▸ THINGS TO DO
1 > Answer these questions using the JSE market report below, one answer per line with the same letters.
(a) At what rate was the rand last bid against the dollar?
(b) What price was platinum quoted at?
(c) Who is named as being at City Index?
2 > From the JSE market report below, list every JSE sector or group, apart from the all share index, whose percentage gain by 12:03 is given, along with that percentage.

[Begin SUPPLIED PASSAGE]

Johannesburg - Metal stocks led the upside as the JSE remained in the black by noon on Friday, taking direction from firmer international markets.
By 12:03, the JSE all share index had added 1.95% with resources gaining 2.31%. Gold counters put on 1.69% and platinum miners were up 3.10%. Banks advanced 2.42%, while financials collected 1.93% and industrials rose 1.56%.
The rand was last bid at R7.96 to the dollar from R8.03 when the JSE closed on Thursday. Gold was quoted at $945.70/oz a troy ounce from $935.40/oz at the JSE's last close, and platinum was at $1 210.50/oz, from $1 184.50/oz at its previous close.
"Resources and gold stocks are once again leading," a local trader said.
"We are following world markets. The banking sector lost some momentum after the interest rates decision yesterday, but today the sector is looking good.
"The dollar has weakened against the euro. That has pushed these commodity prices up, and has filtered through to the stocks as well.
"There are signs of a recovery in the economy and that is supporting the market. Locally, there isn't any substantial news, we are just following global markets. We will eye the manufacturing data in the US next week and we will take direction from there," he said.
Dow Jones Newswires reports that the FTSE 100 traded up 0.6%, benefiting from a return of confidence to the equity markets after strong gains on Wall Street on Thursday, albeit off intraday highs. The oil and resources sectors take the plaudits, with the return of crude above $71/bbl helping heavyweights BP and Shell. Also the M&A talk running through the miners helps. The banking sector has also been buoyant, despite news from the
continent that UBS is raising more capital, with the Bank of England noting on Friday a better-than-anticipated improvement in market conditions over recent months. Eyes will be on US personal income and spending data for May at 12:30 GMT.
The FTSE 100 had last edged up 0.21%.
US stocks are seen opening little changed on Friday as the market waits on US spending and income data, said Joshua Raymond at City Index. "I think it will be very quiet to start off with, the rally last night was significant enough for a lot of people to lock in profit. We've got some key data this afternoon and I expect the market to be flat until we get there."
He called DJIA down 9 points and S&P 500 unchanged at 920.

[End SUPPLIED PASSAGE]
[Begin MATERIAL]

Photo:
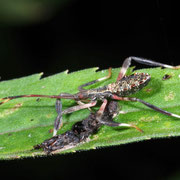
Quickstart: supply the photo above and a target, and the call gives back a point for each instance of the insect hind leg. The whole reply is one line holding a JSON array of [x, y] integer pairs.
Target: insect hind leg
[[99, 117], [127, 63]]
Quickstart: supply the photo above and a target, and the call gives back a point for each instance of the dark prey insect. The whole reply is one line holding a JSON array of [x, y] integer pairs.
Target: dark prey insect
[[81, 130], [119, 90]]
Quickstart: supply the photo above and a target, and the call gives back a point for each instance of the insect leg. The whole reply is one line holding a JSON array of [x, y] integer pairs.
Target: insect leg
[[63, 95], [111, 123], [58, 121], [146, 104], [149, 62], [81, 88]]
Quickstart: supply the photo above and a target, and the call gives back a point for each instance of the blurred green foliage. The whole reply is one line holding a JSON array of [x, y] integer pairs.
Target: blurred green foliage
[[28, 11]]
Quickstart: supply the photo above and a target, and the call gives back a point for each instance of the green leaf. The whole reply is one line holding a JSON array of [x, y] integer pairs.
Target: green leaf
[[26, 122]]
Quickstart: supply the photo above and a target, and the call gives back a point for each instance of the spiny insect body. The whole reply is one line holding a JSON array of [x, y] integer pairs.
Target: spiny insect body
[[119, 90]]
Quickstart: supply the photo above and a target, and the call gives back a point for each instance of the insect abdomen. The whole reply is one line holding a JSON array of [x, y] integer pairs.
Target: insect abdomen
[[129, 84]]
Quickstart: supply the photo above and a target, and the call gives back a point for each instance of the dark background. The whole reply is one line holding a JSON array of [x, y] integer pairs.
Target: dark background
[[80, 34]]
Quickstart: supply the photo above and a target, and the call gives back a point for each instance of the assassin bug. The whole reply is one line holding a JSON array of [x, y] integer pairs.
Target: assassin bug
[[81, 130], [124, 86]]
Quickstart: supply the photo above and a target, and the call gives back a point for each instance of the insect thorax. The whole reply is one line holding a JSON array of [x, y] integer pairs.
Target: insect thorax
[[129, 84]]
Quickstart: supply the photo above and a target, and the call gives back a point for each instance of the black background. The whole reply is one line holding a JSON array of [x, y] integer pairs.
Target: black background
[[87, 34]]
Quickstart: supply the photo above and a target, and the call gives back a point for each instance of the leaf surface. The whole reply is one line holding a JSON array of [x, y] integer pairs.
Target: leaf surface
[[26, 122]]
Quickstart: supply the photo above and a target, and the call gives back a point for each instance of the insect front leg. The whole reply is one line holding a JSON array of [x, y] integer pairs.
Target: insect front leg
[[58, 121], [99, 117], [81, 88], [146, 104], [127, 63]]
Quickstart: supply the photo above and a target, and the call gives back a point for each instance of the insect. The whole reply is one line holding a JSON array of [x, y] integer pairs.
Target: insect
[[81, 130], [166, 77], [119, 90]]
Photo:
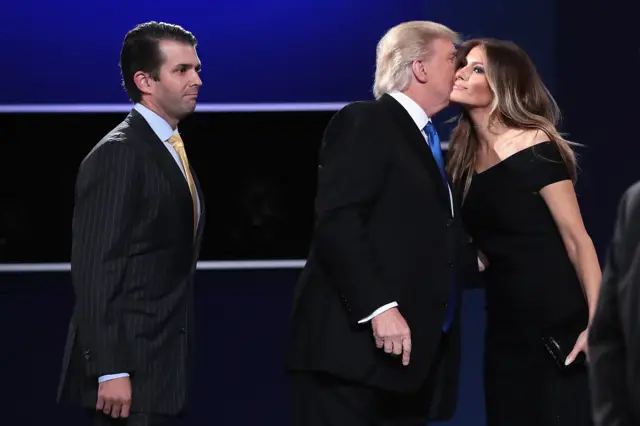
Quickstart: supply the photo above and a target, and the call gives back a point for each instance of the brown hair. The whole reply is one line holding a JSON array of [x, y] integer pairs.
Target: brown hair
[[521, 101]]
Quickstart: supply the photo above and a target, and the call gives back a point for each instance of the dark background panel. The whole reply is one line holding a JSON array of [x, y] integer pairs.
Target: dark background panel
[[241, 334], [257, 171], [253, 51]]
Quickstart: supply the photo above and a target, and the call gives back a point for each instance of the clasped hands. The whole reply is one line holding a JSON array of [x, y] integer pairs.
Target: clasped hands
[[391, 333]]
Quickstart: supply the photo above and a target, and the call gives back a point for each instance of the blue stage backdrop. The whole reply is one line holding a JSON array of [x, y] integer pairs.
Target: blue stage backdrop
[[253, 51]]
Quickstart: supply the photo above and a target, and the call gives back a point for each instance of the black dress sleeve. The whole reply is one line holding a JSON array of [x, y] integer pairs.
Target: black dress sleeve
[[544, 165]]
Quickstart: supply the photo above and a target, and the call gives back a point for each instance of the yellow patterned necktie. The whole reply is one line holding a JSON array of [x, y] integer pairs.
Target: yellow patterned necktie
[[178, 145]]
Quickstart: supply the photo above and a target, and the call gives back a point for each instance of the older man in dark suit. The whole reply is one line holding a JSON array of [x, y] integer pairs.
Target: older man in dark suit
[[614, 337]]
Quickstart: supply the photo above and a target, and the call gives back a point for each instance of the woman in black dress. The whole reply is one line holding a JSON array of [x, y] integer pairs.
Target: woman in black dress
[[516, 174]]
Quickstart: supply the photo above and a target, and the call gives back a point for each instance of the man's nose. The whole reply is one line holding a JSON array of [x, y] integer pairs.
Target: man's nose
[[197, 81]]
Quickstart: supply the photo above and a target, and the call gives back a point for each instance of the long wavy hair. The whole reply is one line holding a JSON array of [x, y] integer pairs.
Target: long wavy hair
[[520, 101]]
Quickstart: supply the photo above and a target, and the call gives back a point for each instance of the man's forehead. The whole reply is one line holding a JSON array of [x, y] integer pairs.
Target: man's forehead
[[176, 52]]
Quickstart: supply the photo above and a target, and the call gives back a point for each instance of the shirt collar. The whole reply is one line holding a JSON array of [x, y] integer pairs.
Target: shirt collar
[[415, 111], [158, 124]]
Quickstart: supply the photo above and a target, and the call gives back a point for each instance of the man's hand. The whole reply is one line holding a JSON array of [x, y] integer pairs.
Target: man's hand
[[392, 333], [114, 397]]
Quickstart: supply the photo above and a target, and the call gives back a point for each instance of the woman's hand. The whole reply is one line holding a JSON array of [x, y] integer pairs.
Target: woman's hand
[[580, 346]]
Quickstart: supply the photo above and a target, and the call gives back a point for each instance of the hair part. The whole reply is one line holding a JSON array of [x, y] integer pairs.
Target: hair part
[[141, 52], [400, 47], [521, 101]]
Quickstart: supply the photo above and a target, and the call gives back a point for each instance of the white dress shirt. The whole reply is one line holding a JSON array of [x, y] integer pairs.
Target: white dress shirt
[[421, 119], [164, 131]]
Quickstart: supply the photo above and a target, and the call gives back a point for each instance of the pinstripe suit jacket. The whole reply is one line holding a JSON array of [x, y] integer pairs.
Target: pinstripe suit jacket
[[133, 258]]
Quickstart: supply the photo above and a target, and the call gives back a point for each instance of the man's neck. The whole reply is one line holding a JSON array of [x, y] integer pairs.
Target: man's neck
[[152, 107], [425, 101]]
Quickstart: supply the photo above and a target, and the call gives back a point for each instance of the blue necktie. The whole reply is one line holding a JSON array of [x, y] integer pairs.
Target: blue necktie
[[434, 143]]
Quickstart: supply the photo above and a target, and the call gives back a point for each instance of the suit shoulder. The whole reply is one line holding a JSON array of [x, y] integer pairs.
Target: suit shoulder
[[115, 143], [631, 199], [633, 192], [361, 113]]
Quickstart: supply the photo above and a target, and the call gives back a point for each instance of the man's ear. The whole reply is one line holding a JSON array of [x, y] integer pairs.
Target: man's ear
[[419, 70], [143, 81]]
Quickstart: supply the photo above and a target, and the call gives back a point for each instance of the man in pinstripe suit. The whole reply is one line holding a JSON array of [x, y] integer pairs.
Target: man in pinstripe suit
[[137, 226]]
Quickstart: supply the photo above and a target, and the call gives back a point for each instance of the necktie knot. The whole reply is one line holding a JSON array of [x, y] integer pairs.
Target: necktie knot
[[176, 141], [432, 133]]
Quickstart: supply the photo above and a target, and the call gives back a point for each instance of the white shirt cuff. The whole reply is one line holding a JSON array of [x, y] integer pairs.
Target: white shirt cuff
[[378, 312], [111, 377]]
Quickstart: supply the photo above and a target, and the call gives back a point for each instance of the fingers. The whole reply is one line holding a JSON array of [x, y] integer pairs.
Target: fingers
[[379, 342], [108, 406], [388, 346], [126, 409], [115, 410], [114, 407], [100, 403], [574, 353], [406, 350]]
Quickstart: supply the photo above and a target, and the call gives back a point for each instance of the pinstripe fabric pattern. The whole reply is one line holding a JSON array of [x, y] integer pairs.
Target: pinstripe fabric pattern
[[132, 264]]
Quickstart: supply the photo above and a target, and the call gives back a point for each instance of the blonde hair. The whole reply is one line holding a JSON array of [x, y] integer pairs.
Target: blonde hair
[[399, 47], [521, 101]]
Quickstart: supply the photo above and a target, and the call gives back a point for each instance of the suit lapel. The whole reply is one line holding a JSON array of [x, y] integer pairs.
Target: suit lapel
[[416, 141], [202, 207], [167, 164]]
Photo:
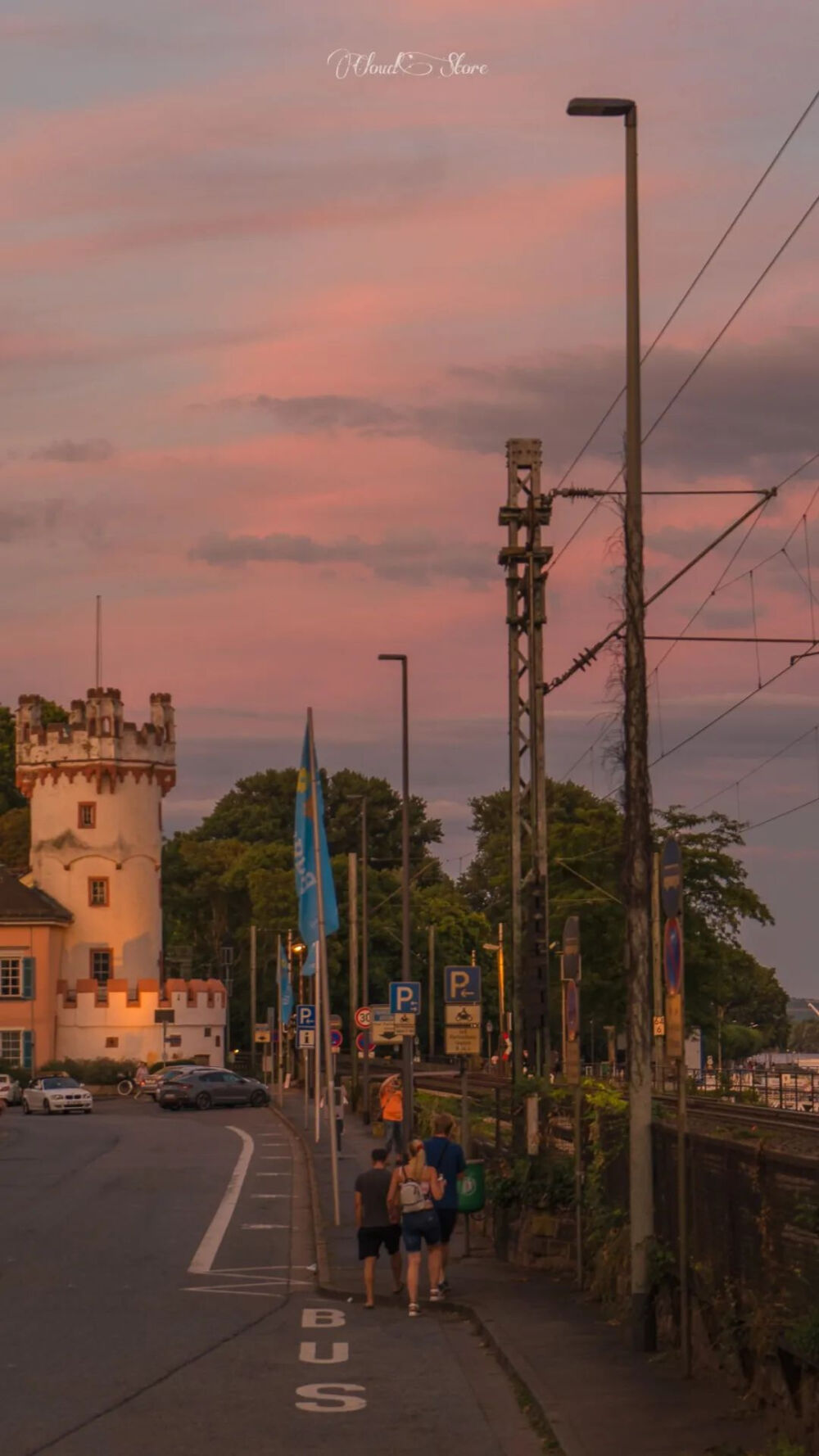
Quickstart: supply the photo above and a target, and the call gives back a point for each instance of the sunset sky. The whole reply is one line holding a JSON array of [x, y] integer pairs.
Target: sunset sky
[[264, 337]]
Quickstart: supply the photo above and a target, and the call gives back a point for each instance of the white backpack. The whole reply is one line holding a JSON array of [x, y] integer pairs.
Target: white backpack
[[413, 1196]]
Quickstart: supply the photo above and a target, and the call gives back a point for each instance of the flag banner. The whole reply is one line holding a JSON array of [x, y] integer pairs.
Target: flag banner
[[308, 866], [286, 989]]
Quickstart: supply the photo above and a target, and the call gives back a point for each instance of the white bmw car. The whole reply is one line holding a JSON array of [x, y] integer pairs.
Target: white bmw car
[[57, 1095]]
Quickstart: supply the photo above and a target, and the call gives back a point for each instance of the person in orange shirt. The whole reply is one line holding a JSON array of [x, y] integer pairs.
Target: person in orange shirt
[[391, 1098]]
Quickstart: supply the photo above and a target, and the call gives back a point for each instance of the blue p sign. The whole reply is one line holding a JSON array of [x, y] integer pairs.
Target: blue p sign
[[405, 997], [461, 983]]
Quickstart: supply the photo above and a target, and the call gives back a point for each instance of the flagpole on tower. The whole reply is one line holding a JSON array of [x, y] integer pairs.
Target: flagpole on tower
[[98, 647], [323, 974]]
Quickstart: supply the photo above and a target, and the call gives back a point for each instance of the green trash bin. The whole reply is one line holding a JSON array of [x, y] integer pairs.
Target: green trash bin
[[473, 1187]]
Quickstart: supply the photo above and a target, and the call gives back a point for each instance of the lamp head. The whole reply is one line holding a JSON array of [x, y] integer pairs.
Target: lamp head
[[600, 106]]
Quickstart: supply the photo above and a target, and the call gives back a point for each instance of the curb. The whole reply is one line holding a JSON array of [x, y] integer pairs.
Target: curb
[[535, 1414], [323, 1257]]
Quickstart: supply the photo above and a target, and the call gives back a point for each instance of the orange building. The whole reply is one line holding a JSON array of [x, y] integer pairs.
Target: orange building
[[33, 932]]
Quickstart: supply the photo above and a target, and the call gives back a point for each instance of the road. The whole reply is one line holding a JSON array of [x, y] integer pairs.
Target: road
[[156, 1293]]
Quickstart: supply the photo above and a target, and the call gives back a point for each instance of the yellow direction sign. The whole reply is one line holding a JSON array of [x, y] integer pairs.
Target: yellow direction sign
[[462, 1042], [573, 1063], [462, 1015], [675, 1038]]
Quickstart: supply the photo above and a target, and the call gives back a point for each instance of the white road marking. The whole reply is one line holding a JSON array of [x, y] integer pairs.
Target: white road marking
[[308, 1353], [209, 1248], [330, 1399]]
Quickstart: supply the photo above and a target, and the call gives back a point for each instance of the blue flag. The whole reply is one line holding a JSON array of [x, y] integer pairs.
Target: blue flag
[[305, 855], [286, 989]]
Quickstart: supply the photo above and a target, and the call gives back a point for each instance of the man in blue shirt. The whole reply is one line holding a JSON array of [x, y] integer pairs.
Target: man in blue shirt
[[448, 1160]]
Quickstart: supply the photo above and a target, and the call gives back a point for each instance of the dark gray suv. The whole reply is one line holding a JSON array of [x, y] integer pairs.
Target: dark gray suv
[[211, 1088]]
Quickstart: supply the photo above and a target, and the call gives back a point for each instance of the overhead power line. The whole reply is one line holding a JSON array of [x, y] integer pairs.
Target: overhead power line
[[693, 284], [706, 353]]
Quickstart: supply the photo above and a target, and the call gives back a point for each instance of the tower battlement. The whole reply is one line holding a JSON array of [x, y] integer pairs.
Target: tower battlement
[[95, 739]]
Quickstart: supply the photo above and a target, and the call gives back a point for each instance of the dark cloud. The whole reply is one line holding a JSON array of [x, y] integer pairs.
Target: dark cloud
[[751, 409], [413, 557], [24, 522], [75, 452]]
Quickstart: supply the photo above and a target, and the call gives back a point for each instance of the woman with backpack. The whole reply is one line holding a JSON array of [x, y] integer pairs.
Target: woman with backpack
[[413, 1188]]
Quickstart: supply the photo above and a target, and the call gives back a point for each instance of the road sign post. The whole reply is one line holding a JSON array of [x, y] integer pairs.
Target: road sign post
[[673, 969]]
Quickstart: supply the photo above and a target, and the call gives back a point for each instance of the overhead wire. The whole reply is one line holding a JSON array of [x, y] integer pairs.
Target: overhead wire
[[693, 284], [691, 374]]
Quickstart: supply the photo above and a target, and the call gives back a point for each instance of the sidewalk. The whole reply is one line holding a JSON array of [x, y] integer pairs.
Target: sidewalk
[[596, 1396]]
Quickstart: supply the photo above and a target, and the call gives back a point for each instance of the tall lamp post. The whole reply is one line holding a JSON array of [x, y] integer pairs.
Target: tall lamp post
[[364, 961], [637, 846], [405, 973]]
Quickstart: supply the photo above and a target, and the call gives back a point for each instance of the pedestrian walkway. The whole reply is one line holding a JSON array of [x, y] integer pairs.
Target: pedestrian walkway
[[596, 1396]]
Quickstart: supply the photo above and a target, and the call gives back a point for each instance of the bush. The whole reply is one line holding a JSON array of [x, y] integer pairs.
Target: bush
[[95, 1072]]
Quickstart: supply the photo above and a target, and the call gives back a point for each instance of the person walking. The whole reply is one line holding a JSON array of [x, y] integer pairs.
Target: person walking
[[446, 1156], [391, 1100], [376, 1225], [411, 1193]]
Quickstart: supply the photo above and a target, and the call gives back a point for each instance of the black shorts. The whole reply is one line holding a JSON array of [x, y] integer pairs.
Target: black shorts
[[372, 1239], [446, 1219]]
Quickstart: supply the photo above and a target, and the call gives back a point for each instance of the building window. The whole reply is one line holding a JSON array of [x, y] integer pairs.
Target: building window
[[11, 976], [101, 965], [12, 1047]]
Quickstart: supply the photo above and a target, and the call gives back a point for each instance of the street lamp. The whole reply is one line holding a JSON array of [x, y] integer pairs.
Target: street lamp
[[637, 848], [362, 798], [407, 1049]]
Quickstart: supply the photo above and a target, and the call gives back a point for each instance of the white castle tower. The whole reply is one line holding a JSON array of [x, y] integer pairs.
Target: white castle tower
[[95, 788]]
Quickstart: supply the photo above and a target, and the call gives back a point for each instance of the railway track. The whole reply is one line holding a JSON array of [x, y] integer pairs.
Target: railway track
[[751, 1115]]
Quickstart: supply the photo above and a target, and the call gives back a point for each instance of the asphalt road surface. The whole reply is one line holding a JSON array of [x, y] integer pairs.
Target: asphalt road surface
[[156, 1295]]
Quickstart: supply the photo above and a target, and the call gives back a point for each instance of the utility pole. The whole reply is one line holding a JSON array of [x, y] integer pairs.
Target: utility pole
[[525, 558], [353, 889], [432, 989], [405, 967], [637, 808], [254, 1001], [364, 957]]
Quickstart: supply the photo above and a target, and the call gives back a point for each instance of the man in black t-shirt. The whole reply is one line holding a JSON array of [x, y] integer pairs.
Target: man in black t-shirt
[[376, 1226]]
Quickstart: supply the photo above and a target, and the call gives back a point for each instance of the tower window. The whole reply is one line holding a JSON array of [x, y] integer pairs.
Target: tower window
[[101, 965]]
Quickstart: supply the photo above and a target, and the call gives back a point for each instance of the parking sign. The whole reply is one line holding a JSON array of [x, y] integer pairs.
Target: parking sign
[[461, 983], [405, 997]]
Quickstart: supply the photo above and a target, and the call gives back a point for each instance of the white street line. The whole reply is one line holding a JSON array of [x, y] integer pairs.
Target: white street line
[[209, 1248]]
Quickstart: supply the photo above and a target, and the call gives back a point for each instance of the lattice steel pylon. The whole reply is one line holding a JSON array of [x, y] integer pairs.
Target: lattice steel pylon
[[523, 559]]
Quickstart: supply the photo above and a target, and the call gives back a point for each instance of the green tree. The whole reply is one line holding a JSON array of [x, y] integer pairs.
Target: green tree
[[586, 879]]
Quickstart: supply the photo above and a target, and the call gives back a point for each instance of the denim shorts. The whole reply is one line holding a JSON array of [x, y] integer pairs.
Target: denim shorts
[[423, 1225]]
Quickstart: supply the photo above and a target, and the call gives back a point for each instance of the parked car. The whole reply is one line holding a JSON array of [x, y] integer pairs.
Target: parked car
[[57, 1095], [207, 1088], [172, 1069], [9, 1089]]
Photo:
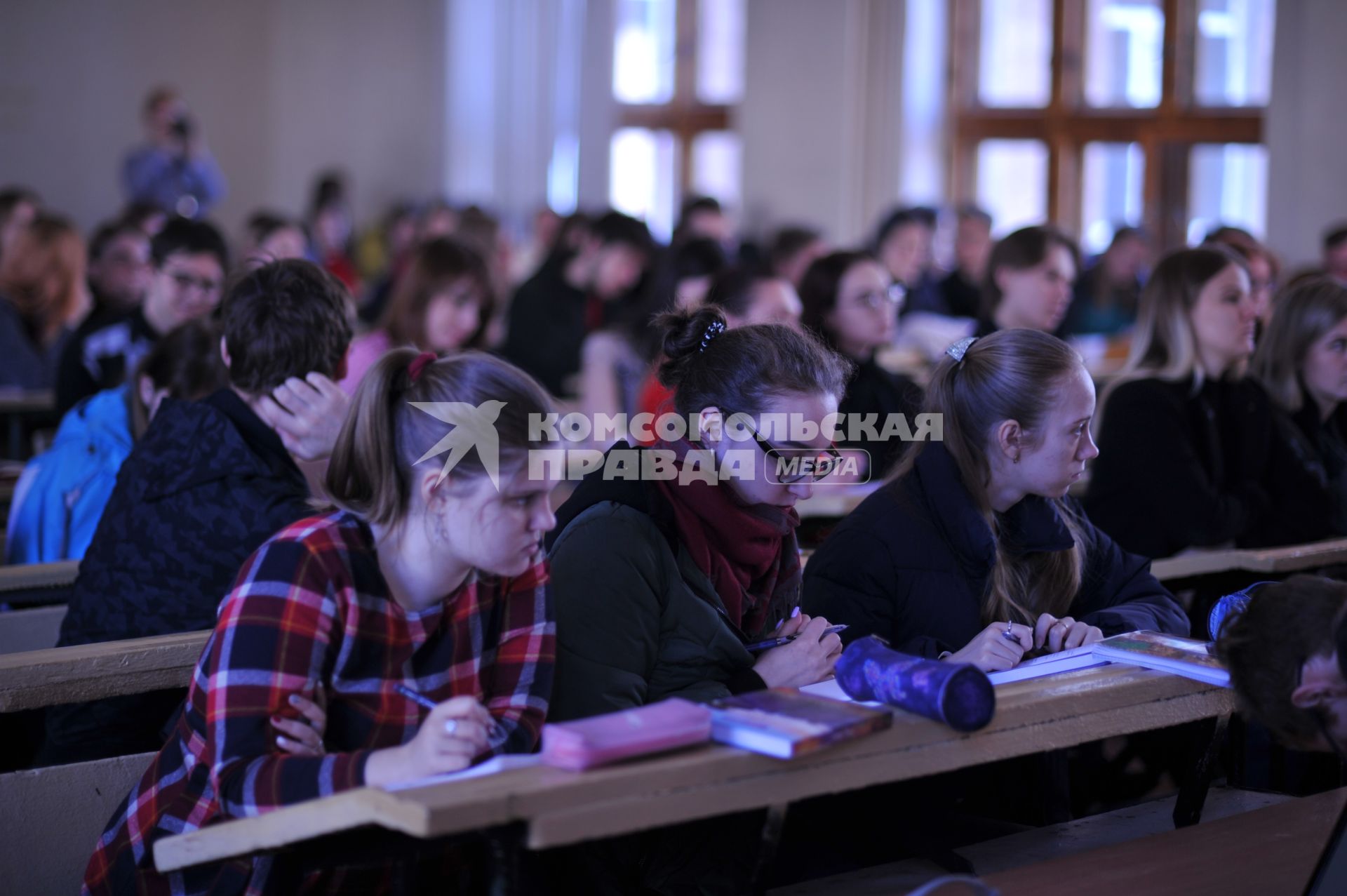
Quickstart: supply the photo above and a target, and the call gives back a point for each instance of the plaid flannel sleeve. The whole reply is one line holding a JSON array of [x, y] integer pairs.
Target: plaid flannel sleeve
[[269, 643], [518, 686]]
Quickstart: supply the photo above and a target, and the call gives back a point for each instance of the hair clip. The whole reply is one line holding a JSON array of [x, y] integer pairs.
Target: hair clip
[[713, 330], [960, 348], [420, 363], [1229, 608]]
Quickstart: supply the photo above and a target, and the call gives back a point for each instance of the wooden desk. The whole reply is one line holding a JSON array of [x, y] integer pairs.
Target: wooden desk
[[92, 671], [566, 808], [1279, 559], [38, 584], [1268, 850]]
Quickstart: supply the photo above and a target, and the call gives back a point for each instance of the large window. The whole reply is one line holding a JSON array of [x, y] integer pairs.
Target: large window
[[678, 69], [1099, 114]]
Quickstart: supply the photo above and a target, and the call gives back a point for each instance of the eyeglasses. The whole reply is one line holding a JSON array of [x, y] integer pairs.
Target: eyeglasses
[[186, 282], [883, 300], [821, 464]]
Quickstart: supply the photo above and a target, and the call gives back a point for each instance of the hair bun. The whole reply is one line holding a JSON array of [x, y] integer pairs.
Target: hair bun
[[686, 333]]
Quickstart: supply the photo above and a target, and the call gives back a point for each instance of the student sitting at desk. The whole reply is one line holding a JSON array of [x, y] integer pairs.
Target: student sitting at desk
[[209, 483], [424, 582], [1287, 654], [1190, 453], [973, 553], [1301, 360]]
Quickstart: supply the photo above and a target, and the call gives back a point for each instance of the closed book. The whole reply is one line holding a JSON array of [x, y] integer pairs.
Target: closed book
[[1184, 657], [634, 732], [786, 724]]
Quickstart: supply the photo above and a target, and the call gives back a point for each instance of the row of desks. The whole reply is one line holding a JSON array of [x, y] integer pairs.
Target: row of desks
[[561, 808]]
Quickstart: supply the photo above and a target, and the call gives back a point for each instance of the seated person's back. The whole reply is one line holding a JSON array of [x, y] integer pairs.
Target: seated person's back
[[208, 484]]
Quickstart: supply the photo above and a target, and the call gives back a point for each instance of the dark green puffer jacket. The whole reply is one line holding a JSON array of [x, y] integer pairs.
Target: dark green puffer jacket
[[636, 620]]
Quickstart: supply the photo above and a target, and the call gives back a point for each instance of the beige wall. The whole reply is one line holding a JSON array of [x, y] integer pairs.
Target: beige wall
[[1307, 128], [282, 89]]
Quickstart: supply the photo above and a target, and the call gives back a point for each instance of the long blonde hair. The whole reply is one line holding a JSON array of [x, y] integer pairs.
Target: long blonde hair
[[1010, 375], [1300, 317], [43, 274]]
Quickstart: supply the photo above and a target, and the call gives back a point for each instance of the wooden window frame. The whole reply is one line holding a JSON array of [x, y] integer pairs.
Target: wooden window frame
[[685, 116], [1165, 133]]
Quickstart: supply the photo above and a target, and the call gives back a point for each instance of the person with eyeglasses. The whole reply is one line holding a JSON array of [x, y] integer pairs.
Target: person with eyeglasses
[[853, 304], [973, 553], [660, 585], [187, 262]]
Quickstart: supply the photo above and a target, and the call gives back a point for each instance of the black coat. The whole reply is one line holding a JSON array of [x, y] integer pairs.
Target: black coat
[[873, 389], [912, 562], [205, 487], [1183, 468]]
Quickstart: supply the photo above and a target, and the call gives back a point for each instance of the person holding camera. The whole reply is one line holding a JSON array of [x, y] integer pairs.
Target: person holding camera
[[173, 170]]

[End MATERIAL]

▸ ANSWERS TO EACH TASK
1 >
(a) R7.96 to the dollar
(b) $1 210.50/oz
(c) Joshua Raymond

2 >
Resources: 2.31%
Gold counters: 1.69%
Platinum miners: 3.10%
Banks: 2.42%
Financials: 1.93%
Industrials: 1.56%